▸ **Text passage**
A century and a half after his death, the Native American leader's vision of finding peace and prosperity in a divided country is more compelling than ever.

Chief Seattle gave a famous speech telling the new white settlers that “we are brothers, after all” after the Squamish people were told their land would be sold. 
Chief Seattle gave a famous speech telling the new white settlers that “we are brothers, after all” after the Suquamish people were told they would have to sell their land. 

It is possible to walk down a rough, rain-lashed street in Seattle and stand near where Chief Seattle, the city’s namesake, delivered a speech considered to be one of the greatest ever given by any Native American. But you will be alone in your effort, and won’t find a statue, a sign or even an ‘X’ to mark the spot. 

Seattle is the largest city in the world named after a Native American, but most city residents would be hard-pressed to describe him. Ironically, much of this is due to the debate surrounding the famed speech that he gave in 1854, at a time when his people’s numbers were dwindling, and to an audience that included the Washington Territory’s first governor. Not printed until 1887, the speech has taken many different forms over the ensuing century and a half, evolving from a paean of peace and territorial sovereignty to its more recent rendering as an environmentalist anthem. After all these years, the question remains: Which version of Seattle’s speech is the true one?

▸ **Record set**
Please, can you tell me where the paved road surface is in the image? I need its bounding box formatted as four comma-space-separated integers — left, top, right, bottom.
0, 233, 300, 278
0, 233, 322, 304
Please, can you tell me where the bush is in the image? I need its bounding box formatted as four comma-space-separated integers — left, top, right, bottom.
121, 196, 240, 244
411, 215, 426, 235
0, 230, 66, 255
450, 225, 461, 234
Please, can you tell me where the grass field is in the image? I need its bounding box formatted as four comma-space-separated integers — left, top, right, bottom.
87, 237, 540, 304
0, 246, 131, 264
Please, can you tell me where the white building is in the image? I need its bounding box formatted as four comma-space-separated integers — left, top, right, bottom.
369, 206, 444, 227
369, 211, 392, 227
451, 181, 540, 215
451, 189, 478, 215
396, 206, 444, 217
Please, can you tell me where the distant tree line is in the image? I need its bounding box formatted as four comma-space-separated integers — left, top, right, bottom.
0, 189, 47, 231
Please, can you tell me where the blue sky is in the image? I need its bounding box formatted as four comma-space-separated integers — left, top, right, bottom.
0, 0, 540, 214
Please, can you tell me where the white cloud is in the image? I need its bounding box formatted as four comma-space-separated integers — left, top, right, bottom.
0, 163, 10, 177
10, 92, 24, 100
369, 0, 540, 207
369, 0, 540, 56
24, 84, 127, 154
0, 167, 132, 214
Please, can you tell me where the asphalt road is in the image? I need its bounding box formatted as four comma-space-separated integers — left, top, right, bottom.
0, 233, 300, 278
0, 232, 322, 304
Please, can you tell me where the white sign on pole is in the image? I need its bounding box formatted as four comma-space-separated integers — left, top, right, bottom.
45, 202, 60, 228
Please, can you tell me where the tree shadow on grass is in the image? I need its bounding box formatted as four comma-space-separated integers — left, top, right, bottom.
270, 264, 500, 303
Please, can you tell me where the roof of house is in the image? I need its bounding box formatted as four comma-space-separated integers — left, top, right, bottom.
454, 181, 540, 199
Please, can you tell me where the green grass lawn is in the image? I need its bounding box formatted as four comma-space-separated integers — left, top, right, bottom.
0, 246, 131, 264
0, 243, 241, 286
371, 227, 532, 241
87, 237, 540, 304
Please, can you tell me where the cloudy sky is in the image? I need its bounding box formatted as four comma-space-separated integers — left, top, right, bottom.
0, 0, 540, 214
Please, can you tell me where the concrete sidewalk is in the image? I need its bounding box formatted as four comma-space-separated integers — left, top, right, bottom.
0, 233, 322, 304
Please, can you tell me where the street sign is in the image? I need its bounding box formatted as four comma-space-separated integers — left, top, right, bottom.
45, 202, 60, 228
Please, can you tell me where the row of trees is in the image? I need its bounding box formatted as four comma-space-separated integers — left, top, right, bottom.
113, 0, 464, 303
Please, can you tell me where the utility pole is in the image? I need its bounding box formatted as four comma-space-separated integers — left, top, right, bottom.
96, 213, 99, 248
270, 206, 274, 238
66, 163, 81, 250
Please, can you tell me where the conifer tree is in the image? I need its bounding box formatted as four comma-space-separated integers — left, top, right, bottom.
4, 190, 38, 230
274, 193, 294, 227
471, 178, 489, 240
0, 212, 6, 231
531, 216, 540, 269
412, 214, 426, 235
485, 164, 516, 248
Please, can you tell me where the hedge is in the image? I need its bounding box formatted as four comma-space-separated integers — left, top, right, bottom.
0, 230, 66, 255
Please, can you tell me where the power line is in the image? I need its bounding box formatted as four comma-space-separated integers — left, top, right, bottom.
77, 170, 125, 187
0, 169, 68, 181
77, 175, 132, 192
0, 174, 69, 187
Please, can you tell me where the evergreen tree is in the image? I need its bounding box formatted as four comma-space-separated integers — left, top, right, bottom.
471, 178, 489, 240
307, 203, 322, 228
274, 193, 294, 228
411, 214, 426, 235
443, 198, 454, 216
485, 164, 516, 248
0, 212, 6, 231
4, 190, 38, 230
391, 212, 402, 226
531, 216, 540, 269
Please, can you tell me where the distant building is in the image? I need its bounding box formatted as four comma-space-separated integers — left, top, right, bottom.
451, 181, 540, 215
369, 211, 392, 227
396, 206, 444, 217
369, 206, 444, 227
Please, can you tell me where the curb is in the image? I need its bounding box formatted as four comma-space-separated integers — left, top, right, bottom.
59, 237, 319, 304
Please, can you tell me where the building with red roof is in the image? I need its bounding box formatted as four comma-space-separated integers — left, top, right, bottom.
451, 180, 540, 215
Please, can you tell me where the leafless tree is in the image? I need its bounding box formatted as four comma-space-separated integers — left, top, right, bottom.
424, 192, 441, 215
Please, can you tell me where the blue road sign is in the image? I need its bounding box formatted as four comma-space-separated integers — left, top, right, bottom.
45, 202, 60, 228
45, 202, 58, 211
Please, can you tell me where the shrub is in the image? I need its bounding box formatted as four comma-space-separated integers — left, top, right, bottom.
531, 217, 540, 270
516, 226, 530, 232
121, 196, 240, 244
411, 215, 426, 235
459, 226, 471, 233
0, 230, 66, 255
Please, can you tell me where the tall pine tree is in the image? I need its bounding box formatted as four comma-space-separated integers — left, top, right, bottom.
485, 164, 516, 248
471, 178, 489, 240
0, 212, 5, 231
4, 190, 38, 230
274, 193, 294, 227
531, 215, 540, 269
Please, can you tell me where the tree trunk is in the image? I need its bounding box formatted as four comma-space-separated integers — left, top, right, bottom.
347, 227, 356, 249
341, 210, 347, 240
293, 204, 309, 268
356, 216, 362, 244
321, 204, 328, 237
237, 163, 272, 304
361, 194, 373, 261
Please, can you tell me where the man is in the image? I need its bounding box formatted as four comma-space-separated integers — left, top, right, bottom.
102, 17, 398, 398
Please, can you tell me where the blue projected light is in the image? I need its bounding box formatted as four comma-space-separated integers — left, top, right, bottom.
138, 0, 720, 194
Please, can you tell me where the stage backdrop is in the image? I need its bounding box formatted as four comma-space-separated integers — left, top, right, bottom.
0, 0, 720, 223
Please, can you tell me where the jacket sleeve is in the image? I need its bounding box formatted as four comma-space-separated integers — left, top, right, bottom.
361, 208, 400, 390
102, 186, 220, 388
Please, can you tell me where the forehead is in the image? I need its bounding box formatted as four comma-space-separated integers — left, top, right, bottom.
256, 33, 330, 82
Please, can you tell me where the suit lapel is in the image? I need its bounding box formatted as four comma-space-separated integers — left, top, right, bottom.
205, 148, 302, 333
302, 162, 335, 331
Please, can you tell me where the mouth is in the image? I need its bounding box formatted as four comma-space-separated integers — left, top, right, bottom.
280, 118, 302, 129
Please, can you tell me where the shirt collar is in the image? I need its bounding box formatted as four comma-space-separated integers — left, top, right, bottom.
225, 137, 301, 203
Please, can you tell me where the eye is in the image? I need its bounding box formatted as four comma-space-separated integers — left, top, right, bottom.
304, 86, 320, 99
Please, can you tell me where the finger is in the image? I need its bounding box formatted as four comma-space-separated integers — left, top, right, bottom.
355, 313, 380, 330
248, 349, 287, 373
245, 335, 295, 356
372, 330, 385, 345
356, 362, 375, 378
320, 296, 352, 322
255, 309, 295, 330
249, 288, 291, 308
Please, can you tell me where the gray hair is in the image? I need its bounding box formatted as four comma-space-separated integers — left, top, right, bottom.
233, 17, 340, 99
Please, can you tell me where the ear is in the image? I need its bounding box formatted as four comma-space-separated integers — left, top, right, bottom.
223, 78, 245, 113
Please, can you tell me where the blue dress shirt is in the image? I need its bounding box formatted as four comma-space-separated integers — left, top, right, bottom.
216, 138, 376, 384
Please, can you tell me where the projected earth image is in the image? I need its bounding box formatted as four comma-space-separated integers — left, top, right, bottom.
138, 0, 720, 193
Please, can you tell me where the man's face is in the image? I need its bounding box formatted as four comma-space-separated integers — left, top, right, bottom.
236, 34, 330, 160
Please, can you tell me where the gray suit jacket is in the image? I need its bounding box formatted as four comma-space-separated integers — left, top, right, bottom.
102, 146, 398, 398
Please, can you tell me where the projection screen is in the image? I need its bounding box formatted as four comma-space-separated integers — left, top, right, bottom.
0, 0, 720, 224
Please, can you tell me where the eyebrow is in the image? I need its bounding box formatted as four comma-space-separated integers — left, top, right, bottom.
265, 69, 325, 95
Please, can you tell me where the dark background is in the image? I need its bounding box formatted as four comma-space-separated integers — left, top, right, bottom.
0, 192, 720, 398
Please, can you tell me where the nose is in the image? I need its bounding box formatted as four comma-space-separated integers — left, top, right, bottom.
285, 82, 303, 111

▸ **Given problem A**
Quote the passage about Chief Seattle from "Seattle is the" up to and including "the true one?".
▸ **Given problem B**
According to the passage about Chief Seattle, why would most Seattle residents struggle to describe the city's namesake? Answer in one to three sentences.
Rely only on the passage about Chief Seattle when completing this work.

▸ **Full solution A**
Seattle is the largest city in the world named after a Native American, but most city residents would be hard-pressed to describe him. Ironically, much of this is due to the debate surrounding the famed speech that he gave in 1854, at a time when his people’s numbers were dwindling, and to an audience that included the Washington Territory’s first governor. Not printed until 1887, the speech has taken many different forms over the ensuing century and a half, evolving from a paean of peace and territorial sovereignty to its more recent rendering as an environmentalist anthem. After all these years, the question remains: Which version of Seattle’s speech is the true one?

▸ **Full solution B**
The passage attributes much of this to the debate surrounding the famed speech he gave in 1854. The speech was not printed until 1887 and has taken many different forms since, which leaves open the question of which version is the true one.